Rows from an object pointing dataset
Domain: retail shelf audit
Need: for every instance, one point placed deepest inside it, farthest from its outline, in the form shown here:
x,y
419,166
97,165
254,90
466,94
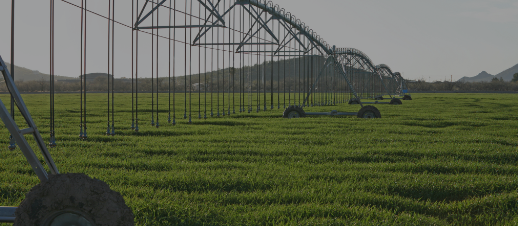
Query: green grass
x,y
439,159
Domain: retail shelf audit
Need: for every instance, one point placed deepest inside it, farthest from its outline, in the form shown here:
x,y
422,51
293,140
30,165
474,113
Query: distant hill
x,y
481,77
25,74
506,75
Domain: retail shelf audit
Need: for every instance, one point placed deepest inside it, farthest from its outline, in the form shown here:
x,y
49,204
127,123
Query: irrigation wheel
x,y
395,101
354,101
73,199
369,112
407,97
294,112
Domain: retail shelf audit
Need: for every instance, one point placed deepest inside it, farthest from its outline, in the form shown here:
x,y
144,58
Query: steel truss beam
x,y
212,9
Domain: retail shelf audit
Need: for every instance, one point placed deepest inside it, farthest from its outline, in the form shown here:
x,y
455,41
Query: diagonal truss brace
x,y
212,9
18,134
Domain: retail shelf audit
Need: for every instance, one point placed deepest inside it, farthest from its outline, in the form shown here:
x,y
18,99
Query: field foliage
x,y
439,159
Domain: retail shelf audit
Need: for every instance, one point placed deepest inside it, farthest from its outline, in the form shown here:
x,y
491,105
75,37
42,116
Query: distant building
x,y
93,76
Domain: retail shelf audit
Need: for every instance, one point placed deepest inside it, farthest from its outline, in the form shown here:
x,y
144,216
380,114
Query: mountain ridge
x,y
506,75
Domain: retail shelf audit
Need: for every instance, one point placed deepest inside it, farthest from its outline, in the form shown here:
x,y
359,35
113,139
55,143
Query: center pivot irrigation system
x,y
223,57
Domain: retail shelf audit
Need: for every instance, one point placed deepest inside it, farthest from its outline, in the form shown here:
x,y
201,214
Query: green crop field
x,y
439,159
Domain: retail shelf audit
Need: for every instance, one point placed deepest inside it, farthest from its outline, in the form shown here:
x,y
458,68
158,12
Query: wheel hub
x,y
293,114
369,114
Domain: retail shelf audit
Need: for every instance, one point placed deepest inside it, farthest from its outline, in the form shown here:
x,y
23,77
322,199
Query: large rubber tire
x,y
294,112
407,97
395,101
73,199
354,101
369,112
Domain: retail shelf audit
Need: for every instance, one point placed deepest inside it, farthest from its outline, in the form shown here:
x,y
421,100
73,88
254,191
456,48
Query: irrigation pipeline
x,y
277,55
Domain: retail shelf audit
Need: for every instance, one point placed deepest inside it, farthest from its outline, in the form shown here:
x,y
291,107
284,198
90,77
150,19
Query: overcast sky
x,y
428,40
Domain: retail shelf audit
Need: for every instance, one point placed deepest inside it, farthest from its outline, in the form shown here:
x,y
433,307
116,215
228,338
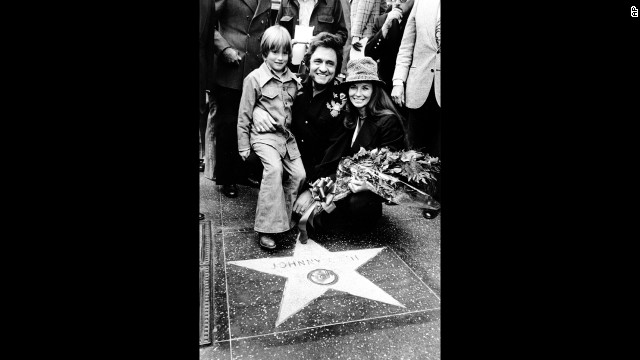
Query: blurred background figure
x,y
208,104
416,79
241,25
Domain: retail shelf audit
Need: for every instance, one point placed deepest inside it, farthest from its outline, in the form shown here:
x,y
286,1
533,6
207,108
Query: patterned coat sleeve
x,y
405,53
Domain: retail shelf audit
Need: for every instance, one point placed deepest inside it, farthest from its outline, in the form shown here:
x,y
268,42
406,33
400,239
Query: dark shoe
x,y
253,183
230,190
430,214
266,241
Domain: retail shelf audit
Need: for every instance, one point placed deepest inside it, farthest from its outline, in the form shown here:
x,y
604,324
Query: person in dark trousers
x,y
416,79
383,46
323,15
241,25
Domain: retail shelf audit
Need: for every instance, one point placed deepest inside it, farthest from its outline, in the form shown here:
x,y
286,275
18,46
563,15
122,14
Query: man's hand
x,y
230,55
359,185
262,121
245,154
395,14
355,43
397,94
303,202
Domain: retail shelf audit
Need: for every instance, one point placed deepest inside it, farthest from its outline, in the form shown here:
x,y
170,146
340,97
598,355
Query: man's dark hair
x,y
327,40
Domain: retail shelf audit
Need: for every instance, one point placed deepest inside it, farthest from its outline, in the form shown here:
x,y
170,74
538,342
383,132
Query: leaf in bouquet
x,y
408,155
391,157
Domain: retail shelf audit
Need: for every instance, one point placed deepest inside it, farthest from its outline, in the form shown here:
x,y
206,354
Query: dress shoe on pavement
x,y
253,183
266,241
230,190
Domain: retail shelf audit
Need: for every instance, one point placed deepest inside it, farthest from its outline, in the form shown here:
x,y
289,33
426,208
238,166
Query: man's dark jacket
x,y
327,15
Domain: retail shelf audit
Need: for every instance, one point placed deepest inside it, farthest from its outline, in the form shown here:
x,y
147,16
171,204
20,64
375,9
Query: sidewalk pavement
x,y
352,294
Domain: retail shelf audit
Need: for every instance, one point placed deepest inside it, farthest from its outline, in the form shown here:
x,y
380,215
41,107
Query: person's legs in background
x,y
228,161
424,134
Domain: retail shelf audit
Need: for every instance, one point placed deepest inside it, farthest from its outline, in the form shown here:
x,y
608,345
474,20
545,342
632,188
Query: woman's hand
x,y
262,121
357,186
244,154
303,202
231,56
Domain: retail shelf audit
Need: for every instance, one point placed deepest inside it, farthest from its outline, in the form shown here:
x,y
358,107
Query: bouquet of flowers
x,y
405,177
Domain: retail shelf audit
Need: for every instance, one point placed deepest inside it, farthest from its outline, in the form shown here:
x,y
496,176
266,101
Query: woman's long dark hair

■ WRITTEN TASK
Show each line in the records above that contains the word "field".

■ THE ANSWER
Query: field foliage
Query: green crop field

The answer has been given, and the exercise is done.